-- Description of the task --
Range to copy from the entries below: the line containing "like [(35, 26)]." through the line containing "Query: rear door window", inclusive. Retype only those lines, exactly, without any images.
□ □ □ □ □ □ □
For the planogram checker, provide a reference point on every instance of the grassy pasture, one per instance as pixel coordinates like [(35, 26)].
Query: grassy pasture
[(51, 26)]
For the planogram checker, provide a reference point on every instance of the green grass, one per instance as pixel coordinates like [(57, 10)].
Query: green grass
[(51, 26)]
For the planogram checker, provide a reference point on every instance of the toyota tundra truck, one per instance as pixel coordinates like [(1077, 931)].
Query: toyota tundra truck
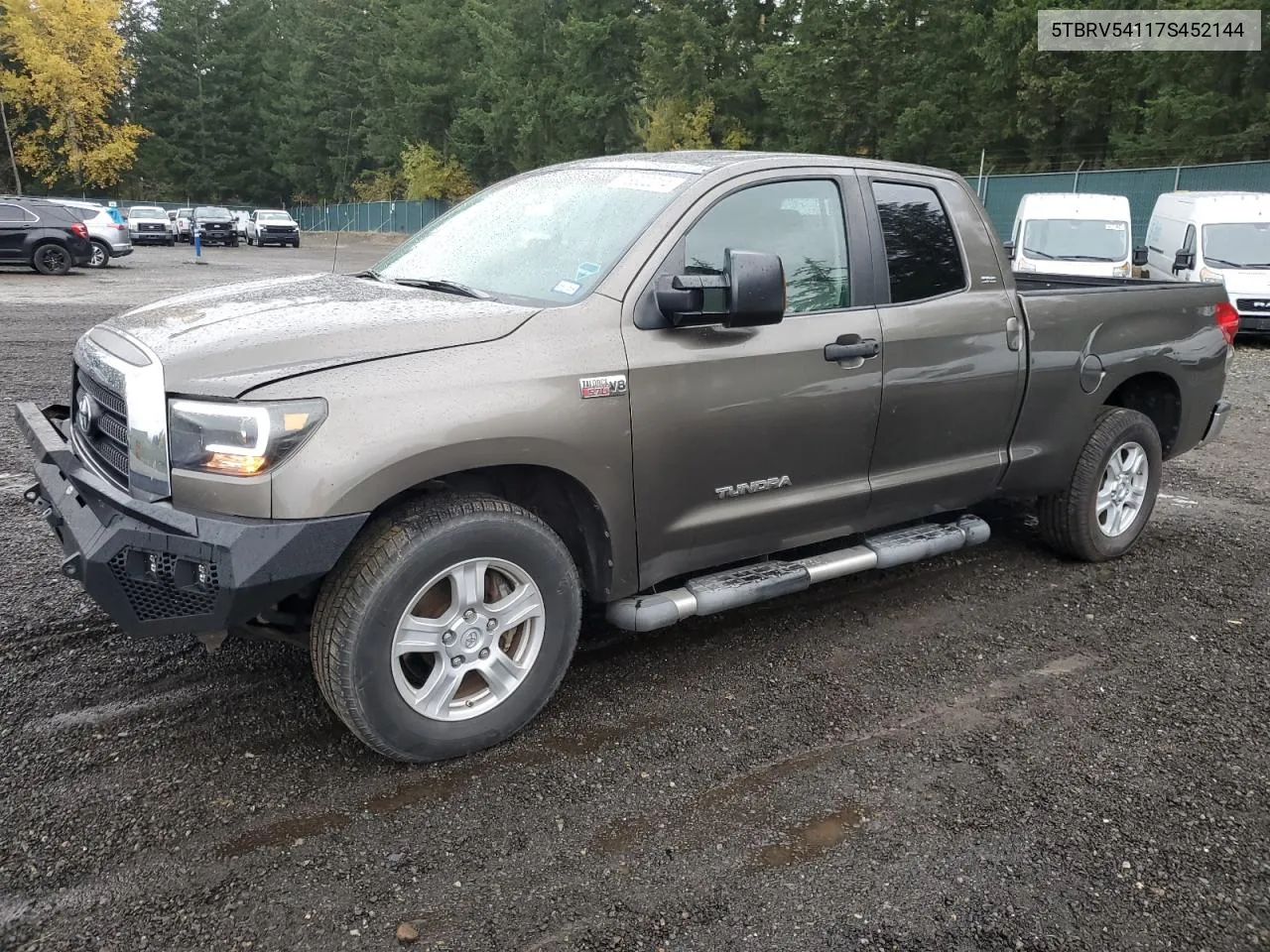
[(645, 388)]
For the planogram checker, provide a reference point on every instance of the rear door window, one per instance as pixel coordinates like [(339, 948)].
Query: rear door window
□ □ □ □ □ □ □
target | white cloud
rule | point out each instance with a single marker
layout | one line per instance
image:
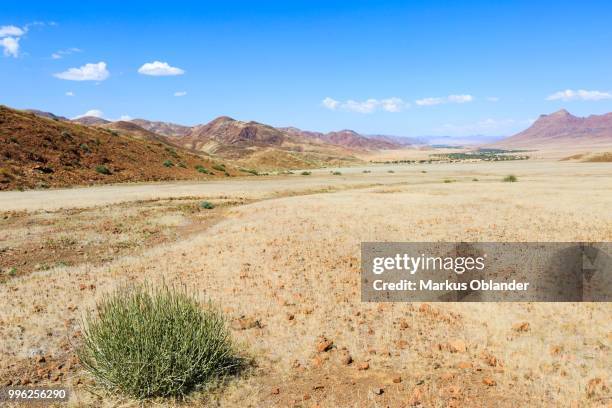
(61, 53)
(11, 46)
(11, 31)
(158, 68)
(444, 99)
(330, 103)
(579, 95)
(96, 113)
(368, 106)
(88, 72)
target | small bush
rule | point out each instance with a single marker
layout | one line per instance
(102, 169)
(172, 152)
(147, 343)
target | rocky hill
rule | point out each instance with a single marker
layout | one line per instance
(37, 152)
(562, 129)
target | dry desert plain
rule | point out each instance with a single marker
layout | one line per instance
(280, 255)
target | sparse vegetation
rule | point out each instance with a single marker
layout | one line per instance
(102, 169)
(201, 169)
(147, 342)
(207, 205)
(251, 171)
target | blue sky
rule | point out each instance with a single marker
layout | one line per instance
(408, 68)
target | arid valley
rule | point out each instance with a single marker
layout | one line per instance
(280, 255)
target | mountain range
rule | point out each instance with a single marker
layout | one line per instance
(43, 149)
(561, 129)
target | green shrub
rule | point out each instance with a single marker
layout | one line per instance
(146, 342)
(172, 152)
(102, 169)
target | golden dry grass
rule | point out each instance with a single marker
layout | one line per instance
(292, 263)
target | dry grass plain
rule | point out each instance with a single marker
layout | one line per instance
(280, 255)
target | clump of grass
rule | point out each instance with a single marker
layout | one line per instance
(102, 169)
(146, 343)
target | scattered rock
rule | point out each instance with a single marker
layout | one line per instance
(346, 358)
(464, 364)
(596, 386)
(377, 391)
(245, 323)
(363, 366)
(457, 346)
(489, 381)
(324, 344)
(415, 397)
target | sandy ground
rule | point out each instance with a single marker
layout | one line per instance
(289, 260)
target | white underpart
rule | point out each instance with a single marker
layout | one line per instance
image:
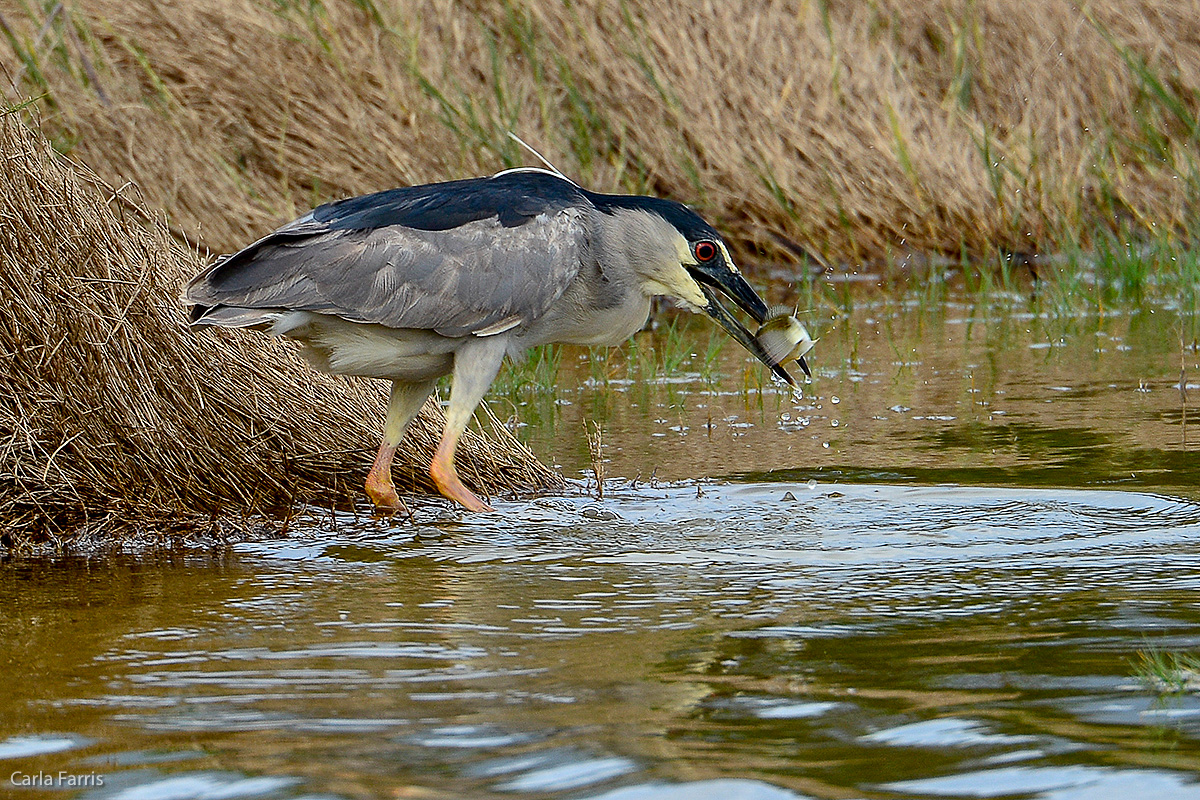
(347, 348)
□ □ □ □ □ □ □
-- Answer space --
For the planogram checker, provide a reference point on every instance of the grassy pasture, one per instance as pixel coordinates like [(35, 26)].
Query: grassy pasture
[(51, 26)]
For the planogram checker, provide a reference point on every instance of the green grass, one per instance as pixel coordinates like [(57, 10)].
Query: green grass
[(51, 26)]
For the planogram checker, provide a reference point on every instance of the toyota tundra truck, one per instance as pixel coordinates like [(1077, 931)].
Query: toyota tundra truck
[(645, 388)]
For the planogram checker, provide a reference point on every instance of the rear door window, one per instance as pixel coordinates like [(339, 948)].
Query: rear door window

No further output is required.